● Given exercise: Retype, without alteration, the lines of the records between the line holding "target | metal guardrail" and the line holding "x=153, y=60", inclusive.

● Exercise inputs:
____
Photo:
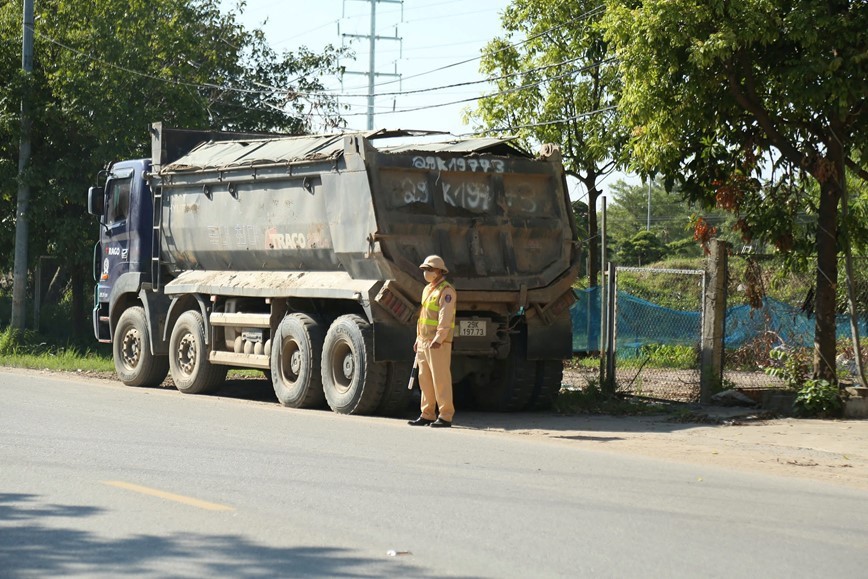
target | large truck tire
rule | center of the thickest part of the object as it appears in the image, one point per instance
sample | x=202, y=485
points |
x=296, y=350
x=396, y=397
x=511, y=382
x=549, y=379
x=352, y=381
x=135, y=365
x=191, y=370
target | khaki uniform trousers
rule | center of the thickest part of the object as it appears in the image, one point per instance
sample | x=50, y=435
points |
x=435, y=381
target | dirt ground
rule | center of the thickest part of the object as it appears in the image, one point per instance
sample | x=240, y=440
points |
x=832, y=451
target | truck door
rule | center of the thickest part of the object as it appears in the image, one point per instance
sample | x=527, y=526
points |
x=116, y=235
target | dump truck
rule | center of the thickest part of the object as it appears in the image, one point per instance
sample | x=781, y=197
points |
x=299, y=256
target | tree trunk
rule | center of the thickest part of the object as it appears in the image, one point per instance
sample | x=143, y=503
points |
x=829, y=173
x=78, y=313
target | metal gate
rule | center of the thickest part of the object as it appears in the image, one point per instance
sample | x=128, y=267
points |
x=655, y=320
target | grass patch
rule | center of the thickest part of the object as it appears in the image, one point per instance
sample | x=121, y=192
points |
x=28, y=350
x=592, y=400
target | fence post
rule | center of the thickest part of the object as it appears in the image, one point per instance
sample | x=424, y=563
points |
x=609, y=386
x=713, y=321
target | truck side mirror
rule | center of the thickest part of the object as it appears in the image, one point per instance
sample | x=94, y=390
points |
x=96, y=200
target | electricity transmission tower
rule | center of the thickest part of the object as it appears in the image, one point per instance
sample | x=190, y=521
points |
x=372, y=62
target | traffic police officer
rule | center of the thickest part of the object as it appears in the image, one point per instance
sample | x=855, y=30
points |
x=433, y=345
____
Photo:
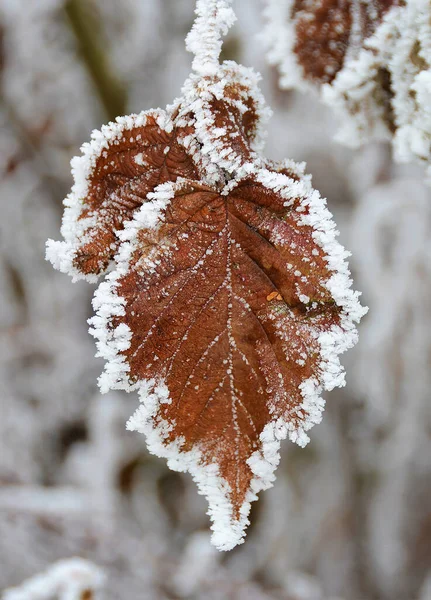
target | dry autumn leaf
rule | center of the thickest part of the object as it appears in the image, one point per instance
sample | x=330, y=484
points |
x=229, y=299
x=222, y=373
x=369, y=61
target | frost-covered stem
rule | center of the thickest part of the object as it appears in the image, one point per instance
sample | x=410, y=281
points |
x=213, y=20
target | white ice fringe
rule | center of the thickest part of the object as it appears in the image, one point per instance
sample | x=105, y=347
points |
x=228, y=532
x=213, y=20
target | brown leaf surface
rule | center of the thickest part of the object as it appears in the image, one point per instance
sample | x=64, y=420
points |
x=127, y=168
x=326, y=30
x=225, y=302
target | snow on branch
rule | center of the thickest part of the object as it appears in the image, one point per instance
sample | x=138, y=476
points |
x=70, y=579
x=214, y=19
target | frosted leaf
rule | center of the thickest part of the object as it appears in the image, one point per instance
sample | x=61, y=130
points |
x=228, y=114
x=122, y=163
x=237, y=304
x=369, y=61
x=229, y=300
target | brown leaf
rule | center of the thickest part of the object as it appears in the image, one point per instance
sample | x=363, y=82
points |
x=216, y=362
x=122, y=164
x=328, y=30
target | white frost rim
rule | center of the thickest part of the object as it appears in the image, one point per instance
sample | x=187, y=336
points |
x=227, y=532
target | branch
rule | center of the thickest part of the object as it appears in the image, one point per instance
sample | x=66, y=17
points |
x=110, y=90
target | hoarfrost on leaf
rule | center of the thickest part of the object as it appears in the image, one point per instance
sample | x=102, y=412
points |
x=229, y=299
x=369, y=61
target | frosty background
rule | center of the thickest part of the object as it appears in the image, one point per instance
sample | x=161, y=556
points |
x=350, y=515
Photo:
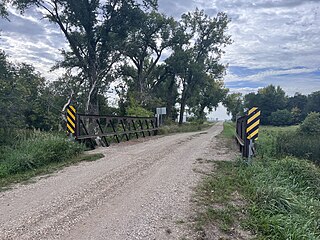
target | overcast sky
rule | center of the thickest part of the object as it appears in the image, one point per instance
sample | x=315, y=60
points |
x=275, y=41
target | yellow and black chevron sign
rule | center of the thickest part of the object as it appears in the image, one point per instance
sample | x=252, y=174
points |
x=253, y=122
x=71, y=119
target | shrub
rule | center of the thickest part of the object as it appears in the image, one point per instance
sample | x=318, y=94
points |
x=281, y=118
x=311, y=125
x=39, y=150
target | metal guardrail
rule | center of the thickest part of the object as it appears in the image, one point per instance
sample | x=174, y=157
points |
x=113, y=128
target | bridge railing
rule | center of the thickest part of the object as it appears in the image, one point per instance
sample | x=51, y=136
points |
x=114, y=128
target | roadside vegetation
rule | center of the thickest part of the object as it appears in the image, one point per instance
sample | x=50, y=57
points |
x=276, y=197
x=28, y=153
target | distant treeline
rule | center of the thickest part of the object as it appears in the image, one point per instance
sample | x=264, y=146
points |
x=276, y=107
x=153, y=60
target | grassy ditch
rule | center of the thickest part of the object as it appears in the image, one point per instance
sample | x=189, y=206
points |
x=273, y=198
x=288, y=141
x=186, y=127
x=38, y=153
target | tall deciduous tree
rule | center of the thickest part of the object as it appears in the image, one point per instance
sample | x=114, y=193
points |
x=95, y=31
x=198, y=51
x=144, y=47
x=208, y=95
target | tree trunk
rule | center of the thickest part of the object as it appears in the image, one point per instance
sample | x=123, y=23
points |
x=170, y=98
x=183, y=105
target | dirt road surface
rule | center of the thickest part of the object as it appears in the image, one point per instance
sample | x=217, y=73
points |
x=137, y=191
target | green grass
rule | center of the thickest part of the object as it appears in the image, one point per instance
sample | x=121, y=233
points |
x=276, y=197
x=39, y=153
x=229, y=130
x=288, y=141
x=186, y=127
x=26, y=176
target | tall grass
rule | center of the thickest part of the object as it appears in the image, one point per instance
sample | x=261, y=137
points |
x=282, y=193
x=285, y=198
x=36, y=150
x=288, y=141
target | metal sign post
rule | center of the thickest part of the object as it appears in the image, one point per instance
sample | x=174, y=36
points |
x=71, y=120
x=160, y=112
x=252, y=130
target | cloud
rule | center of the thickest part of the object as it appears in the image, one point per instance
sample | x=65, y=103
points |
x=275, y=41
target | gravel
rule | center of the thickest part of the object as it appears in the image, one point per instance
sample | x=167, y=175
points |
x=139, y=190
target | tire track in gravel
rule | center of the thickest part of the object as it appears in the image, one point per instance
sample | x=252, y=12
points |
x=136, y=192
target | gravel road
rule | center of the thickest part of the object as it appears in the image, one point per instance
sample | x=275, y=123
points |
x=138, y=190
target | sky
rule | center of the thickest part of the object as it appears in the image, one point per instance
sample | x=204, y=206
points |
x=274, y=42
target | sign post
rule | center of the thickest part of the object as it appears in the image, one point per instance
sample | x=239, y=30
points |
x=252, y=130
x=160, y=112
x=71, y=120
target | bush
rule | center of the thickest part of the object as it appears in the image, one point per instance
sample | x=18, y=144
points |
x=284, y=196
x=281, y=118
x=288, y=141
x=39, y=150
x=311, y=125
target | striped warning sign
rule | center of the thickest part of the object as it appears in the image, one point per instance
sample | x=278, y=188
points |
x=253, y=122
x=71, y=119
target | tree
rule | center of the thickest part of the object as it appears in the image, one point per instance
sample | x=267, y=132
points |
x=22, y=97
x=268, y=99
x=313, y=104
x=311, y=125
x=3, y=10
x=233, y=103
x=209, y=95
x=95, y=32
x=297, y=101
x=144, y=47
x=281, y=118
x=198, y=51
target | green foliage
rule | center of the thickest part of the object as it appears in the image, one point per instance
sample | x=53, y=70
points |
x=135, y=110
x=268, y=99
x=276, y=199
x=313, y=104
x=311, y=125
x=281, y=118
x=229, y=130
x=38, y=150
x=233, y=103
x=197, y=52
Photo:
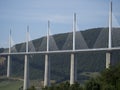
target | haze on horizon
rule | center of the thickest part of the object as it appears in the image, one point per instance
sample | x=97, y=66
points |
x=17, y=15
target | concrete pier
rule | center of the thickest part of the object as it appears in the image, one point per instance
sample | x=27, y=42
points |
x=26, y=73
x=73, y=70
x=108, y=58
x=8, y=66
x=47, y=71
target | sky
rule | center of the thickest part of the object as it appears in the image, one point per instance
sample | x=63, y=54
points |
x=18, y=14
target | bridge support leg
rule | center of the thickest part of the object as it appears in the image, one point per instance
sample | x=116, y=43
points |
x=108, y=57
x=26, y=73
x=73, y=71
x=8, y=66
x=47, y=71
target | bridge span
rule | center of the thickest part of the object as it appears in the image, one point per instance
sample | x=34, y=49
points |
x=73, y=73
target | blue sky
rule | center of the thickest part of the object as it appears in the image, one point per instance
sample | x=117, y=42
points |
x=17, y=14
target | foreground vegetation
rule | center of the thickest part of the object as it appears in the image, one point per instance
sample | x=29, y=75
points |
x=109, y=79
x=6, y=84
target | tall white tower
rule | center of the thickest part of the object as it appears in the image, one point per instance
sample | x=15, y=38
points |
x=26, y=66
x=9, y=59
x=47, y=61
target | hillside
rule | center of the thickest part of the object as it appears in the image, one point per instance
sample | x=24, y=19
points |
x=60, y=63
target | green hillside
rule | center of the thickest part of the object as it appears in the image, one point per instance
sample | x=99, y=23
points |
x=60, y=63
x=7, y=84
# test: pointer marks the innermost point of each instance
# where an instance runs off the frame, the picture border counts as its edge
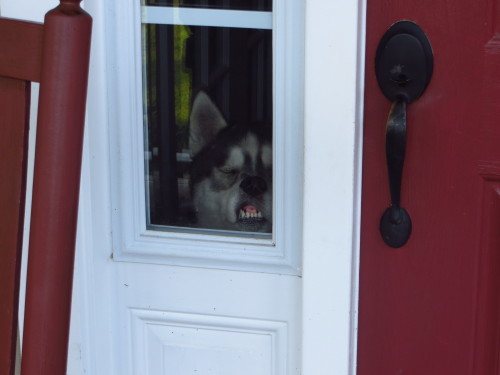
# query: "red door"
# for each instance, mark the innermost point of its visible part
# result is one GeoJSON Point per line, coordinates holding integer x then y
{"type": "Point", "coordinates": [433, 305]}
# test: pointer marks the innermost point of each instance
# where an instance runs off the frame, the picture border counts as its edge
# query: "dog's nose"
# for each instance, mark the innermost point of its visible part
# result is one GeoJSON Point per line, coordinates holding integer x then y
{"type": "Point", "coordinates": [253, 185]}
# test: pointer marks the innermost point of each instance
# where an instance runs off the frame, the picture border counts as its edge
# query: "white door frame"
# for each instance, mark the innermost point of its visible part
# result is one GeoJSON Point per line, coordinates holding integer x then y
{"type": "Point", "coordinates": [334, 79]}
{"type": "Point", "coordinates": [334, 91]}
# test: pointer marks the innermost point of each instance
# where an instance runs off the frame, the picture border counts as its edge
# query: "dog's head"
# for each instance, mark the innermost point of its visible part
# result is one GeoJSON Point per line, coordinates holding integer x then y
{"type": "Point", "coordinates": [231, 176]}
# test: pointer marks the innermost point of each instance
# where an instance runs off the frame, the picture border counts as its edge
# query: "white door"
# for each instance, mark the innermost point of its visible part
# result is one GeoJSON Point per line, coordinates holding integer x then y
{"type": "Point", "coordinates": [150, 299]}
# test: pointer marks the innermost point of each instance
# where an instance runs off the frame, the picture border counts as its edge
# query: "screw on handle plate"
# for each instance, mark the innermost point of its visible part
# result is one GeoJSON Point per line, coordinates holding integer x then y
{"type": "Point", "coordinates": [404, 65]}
____
● Result below:
target | metal guardrail
rule | center of the thickest part of the object as it appears in the image, one point per instance
sample | x=174, y=157
points |
x=113, y=128
target | bridge railing
rule | center of the thickest part of the object as it appears in the image, one point per instance
sample | x=51, y=136
points |
x=114, y=128
target | roadside vegetation
rule | center of the thickest part of the object as it appears in the image, one point per instance
sample | x=50, y=57
points |
x=276, y=197
x=28, y=153
target | distant treeline
rule | center of the thickest part of the object as it appears in the image, one point per instance
sample | x=264, y=146
points |
x=276, y=107
x=153, y=60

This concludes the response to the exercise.